Consigne 1 »
Combien de lignes de la liste ci-dessous contiennent la chaîne « dirt », en respectant la casse ? Donnez uniquement le nombre.

■ ■ ■ ■ ■ ■ ■

Sans surprise, chacun des deux protagonistes de la campagne présidentielle accuse l’autre de mentir, ou du moins de tenir un double langage. Ainsi, Hollande serait socialiste à Paris, où, ennemi de la finance, il parlerait comme Mitterrand, et conservateur à Londres, où, ami du libéralisme, il parlerait comme Thatcher. Tandis que, à l’opposé, Sarkozy, qui se présente en « candidat du peuple », chercherait seulement à tromper l’opinion sur son vrai projet, renforcer l’austérité et creuser encore plus les inégalités sociales.
N. Vallaud-Belkacem, porte-parole du candidat PS, a expliqué qu’il n’y a pas de double-jeu, que c’est bien le même discours, non point social-libéral, comme certains l’en accusent, mais « social-démocrate » (elle n’a pas ajouté « moderne »), c’est-à-dire un discours qui ne prône pas la collectivisation, mais plaide simplement pour plus de régulation. Cependant que F. Fillon exonère Sarkozy de tout favoritisme à l’égard des riches : « j’entendais François Hollande expliquer que nous avions fait 70 milliards de cadeaux aux plus riches. Personne n’est capable de documenter cette information ! C’est juste un mensonge […] Quand on demande aux socialistes où sont ces cadeaux, ils mettent pêle-mêle la taxe professionnelle, la TVA dans la restauration, les heures supplémentaires – comme si c’étaient des cadeaux aux plus riches ».

■ ■ ■ ■ ■ ■ ■

Consigne 2 »
Dans l'extrait, quel terme N. Vallaud-Belkacem emploie-t-elle pour qualifier le discours du candidat PS ?

■ ■ ■ ■ ■ ■ ■

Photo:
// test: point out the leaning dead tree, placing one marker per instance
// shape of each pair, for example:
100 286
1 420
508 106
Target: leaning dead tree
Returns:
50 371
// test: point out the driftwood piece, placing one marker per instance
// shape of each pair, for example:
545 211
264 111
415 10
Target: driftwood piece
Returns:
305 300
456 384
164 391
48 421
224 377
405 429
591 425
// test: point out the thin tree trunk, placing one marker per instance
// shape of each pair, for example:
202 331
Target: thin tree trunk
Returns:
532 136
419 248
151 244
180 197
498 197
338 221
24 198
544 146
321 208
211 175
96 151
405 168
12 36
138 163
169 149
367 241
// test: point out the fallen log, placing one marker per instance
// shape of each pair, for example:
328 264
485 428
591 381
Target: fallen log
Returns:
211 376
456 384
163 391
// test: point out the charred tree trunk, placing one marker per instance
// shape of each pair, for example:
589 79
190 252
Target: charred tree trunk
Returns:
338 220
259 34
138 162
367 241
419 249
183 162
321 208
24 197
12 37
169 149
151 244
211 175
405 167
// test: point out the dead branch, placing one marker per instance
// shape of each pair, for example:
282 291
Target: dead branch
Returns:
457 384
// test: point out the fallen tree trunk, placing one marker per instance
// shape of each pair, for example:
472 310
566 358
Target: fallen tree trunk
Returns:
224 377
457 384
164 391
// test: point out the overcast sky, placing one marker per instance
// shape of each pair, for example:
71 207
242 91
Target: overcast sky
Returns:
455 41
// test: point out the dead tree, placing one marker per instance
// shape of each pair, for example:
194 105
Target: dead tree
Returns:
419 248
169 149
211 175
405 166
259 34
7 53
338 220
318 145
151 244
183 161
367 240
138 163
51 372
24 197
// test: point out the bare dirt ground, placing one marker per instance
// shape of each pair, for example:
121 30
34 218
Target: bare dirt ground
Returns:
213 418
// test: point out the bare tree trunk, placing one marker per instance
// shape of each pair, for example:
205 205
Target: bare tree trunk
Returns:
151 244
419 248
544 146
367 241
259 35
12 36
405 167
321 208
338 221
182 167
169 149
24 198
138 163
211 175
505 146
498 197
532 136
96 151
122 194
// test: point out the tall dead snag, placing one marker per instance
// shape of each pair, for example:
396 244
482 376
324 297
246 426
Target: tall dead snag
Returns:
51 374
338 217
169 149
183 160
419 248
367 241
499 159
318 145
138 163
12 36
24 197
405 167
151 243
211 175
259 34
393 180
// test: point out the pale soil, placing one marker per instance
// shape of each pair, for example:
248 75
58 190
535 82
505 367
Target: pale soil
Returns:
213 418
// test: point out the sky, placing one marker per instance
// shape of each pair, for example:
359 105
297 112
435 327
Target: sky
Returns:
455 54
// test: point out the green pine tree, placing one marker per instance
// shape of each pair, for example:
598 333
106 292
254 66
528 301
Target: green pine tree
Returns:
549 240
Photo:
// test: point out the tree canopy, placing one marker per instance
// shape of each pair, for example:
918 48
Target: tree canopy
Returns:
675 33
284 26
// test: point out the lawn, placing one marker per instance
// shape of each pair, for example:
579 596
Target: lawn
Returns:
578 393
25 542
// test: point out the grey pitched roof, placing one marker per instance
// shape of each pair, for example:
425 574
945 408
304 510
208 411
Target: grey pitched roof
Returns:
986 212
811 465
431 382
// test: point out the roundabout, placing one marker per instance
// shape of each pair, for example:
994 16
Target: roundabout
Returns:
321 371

■ ■ ■ ■ ■ ■ ■

Bonne réponse 1 »
2

Bonne réponse 2 »
Elle le qualifie de « social-démocrate ».